## Exercise instructions
Please rewrite all of the data below as a JSON list of strings, with one string for each line and blank lines left out.

## Material provided
--

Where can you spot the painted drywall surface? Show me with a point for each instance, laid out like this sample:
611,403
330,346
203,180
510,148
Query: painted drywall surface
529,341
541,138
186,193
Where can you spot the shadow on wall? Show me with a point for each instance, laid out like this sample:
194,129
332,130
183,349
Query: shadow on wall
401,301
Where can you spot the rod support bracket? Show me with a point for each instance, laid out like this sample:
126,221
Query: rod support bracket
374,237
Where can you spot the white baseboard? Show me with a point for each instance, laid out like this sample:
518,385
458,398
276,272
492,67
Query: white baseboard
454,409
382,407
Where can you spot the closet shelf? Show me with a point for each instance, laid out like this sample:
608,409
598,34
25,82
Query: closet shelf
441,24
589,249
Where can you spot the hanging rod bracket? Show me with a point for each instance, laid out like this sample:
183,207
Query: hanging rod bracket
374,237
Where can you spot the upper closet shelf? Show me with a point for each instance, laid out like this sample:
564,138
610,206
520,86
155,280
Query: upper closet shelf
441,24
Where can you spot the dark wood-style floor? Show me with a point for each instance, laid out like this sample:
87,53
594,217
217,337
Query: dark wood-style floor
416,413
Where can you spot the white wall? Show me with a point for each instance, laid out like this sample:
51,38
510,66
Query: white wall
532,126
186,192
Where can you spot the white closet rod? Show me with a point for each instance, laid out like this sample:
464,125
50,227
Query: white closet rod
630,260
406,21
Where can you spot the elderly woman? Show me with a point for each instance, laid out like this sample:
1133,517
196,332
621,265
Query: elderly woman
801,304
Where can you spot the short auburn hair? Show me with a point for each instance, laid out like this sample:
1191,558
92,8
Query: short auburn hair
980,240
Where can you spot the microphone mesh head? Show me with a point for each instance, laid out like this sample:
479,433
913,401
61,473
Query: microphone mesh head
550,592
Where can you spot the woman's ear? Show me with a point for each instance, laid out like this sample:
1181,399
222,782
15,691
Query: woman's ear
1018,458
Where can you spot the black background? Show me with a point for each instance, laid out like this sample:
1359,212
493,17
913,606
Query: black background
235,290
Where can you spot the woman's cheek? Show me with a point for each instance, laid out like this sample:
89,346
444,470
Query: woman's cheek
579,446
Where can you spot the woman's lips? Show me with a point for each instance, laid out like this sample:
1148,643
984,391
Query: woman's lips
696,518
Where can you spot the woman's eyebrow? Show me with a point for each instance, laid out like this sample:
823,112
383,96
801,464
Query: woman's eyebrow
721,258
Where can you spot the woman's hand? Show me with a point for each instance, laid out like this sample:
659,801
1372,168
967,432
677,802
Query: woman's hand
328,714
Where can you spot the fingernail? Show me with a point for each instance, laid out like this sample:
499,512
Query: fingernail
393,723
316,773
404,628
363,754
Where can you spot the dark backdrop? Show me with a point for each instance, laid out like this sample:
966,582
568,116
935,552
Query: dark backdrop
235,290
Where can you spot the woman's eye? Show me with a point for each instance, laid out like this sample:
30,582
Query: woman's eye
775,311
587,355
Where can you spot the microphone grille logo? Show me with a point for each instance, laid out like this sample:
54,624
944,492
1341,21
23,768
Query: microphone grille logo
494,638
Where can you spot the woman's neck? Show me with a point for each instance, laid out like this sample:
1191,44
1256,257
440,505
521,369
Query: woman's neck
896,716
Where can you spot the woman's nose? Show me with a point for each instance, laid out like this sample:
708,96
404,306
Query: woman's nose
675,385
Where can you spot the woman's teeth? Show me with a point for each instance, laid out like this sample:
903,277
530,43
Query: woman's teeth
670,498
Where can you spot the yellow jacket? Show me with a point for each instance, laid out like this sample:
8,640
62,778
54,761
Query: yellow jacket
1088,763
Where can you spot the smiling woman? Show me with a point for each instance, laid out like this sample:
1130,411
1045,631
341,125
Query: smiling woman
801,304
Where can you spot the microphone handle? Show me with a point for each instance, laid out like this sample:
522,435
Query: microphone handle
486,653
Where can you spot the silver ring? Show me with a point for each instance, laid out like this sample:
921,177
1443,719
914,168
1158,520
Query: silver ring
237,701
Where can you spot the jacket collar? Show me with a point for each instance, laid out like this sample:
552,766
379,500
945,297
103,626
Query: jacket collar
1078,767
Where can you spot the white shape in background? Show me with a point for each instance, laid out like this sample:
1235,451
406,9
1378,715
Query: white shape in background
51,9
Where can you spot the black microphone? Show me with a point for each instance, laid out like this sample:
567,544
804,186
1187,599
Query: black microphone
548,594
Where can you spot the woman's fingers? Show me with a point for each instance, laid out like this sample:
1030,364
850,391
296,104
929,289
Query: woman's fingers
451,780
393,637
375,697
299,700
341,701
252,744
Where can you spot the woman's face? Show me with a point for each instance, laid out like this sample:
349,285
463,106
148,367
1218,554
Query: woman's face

--

## Solution for this task
[
  "Where can you spot the painted drywall surface? Show me with a point for each instance, laid out like this sample:",
  "611,403",
  "330,346",
  "203,180",
  "510,148",
  "Query: painted drywall surface",
  "529,341",
  "541,138",
  "186,193",
  "Where can you spot the shadow on wall? Show me with a point for each instance, laid out like this sample:",
  "194,129",
  "332,130",
  "183,349",
  "Query: shadow on wall",
  "401,301",
  "Where can you spot the rod support bracket? Show me with a point for each instance, laid out like this sample:",
  "126,221",
  "Query: rod support bracket",
  "374,237",
  "Where can you spot the white baseboard? Show me with a point for each instance, laid out like this sample:",
  "518,385",
  "458,398",
  "276,272",
  "492,67",
  "Query: white baseboard",
  "454,409",
  "382,407",
  "Where can you spot the closet shelf? Show me with a point for each instance, laid out like this sample:",
  "608,409",
  "598,34",
  "25,82",
  "Query: closet shelf",
  "441,24",
  "589,249",
  "Where can you spot the hanging rod bracket? Show me with a point for each instance, laid out like this sample:",
  "183,207",
  "Query: hanging rod bracket",
  "374,237",
  "Where can you spot the upper closet shelf? Show me with a point for each instance, laid out like this sample:",
  "564,138",
  "610,206",
  "520,86",
  "155,280",
  "Query: upper closet shelf",
  "441,24",
  "Where can you spot the dark wood-style floor? Show me with a point for each instance, laid out like this sample:",
  "87,53",
  "594,217",
  "217,337",
  "Query: dark wood-style floor",
  "416,413",
  "Where can you spot the white wall? Show me with a point for each instance, laid out like this sample:",
  "51,38",
  "510,66",
  "Query: white wall",
  "532,126",
  "186,192",
  "Where can you spot the white closet rod? Show me with a point for each instance, laid out like this sample:",
  "464,125",
  "50,227",
  "Query: white closet rod",
  "630,260",
  "406,21",
  "Where can you spot the elderly woman? Show me with a point for each instance, laid out like this sample:",
  "1133,517",
  "196,332",
  "621,265",
  "Query: elderly woman",
  "801,304",
  "Where can you spot the short auburn hair? Show me with a point for each instance, laid out like this sample:",
  "1191,558",
  "92,8",
  "Query: short auburn hair",
  "980,240",
  "Where can you spot the microphone mesh head? Show me with a point for each instance, laid out like this sample:",
  "479,433",
  "913,401",
  "61,473",
  "Query: microphone mesh head",
  "550,592",
  "Where can you spot the woman's ear? Show me with a point for each instance, laid out like this sample:",
  "1181,399",
  "222,782",
  "15,691",
  "Query: woman's ear",
  "1018,458",
  "Where can you spot the black background? Show me with a point for each instance, laid out like this sample:",
  "1359,212",
  "493,17",
  "913,606",
  "Query: black background",
  "235,290",
  "Where can you spot the woman's cheek? Show me with a point for each instance, laid out like this sample:",
  "89,346",
  "444,470",
  "Query: woman's cheek",
  "579,446",
  "Where can you spot the woman's lips? Show me with a point for each instance, laid out like this sample:",
  "1148,643",
  "984,391",
  "Query: woman's lips",
  "696,518",
  "Where can you spot the woman's eyebrow? Show me with a point for each instance, laid out like this sample:",
  "823,112",
  "383,96",
  "801,464",
  "Query: woman's eyebrow",
  "721,258",
  "Where can you spot the woman's hand? Show me with a point for each instance, laid out like this sample:",
  "659,801",
  "1372,168",
  "967,432",
  "677,802",
  "Query: woman's hand",
  "328,714",
  "Where can you spot the fingernail? Show me with a point for each instance, laid out like this sample:",
  "499,512",
  "Query: fingernail",
  "393,723",
  "316,773",
  "404,628",
  "363,754",
  "Where can you spot the dark backdrop? Show me with a point for each instance, laid out like this sample:",
  "966,582",
  "568,116",
  "935,552",
  "Query: dark backdrop",
  "235,290",
  "Where can you spot the woman's eye? Show me with a point for each instance, laid out like this sample:",
  "30,582",
  "Query: woman's eye",
  "775,311",
  "587,355",
  "Where can you spot the microphone grille logo? Show me with a point for each instance, laid out like this sample:",
  "54,624",
  "944,492",
  "1341,21",
  "23,768",
  "Query: microphone grille logo",
  "494,638",
  "Where can you spot the woman's neck? Show me with a point for each instance, laid out like this sample:",
  "1191,44",
  "1256,257",
  "440,505",
  "521,369",
  "Query: woman's neck",
  "896,716",
  "Where can you spot the woman's nose? Show me with a point for each instance, laid out like this sample:",
  "708,96",
  "404,306",
  "Query: woman's nose",
  "675,385",
  "Where can you spot the woman's teeth? Show me with a point for each instance, laid out like this sample:",
  "903,277",
  "530,43",
  "Query: woman's teeth",
  "670,498",
  "Where can you spot the yellow jacket? Show me with a point for each instance, laid out like this sample:",
  "8,640",
  "62,778",
  "54,761",
  "Query: yellow jacket",
  "1088,763",
  "Where can you spot the smiling woman? Show me with a point for each instance, laid out like this sample:",
  "1130,411",
  "1045,631",
  "341,125",
  "Query: smiling woman",
  "801,304",
  "Where can you spot the microphone handle? Show me with a point for each instance, laid out like this sample:",
  "522,435",
  "Query: microphone handle",
  "486,653",
  "Where can you spot the silver ring? Show me with a point for each instance, laid out like this sample:",
  "921,177",
  "1443,719",
  "914,168",
  "1158,520",
  "Query: silver ring",
  "237,701",
  "Where can you spot the jacket collar? Show me with a point for each instance, laid out like this sample:",
  "552,766",
  "379,500",
  "945,297",
  "103,626",
  "Query: jacket collar",
  "1078,767",
  "Where can you spot the white shape in background? Show me with a point for each instance, laid out like this sample:",
  "1235,451",
  "406,9",
  "1378,715",
  "Query: white shape in background",
  "51,9",
  "Where can you spot the black microphone? Show me with a point for each instance, laid out like this sample:",
  "567,544",
  "804,186",
  "1187,599",
  "Query: black microphone",
  "548,594",
  "Where can you spot the woman's fingers? Show me with a point for each instance, laid out like this sample:",
  "1030,364",
  "850,391",
  "296,104",
  "929,289",
  "Query: woman's fingers",
  "451,780",
  "393,637",
  "375,697",
  "299,700",
  "341,701",
  "252,744",
  "Where can you spot the woman's face? Show me with a point for each instance, laid out like this sample:",
  "349,285",
  "463,106",
  "148,367",
  "1218,554",
  "Query: woman's face"
]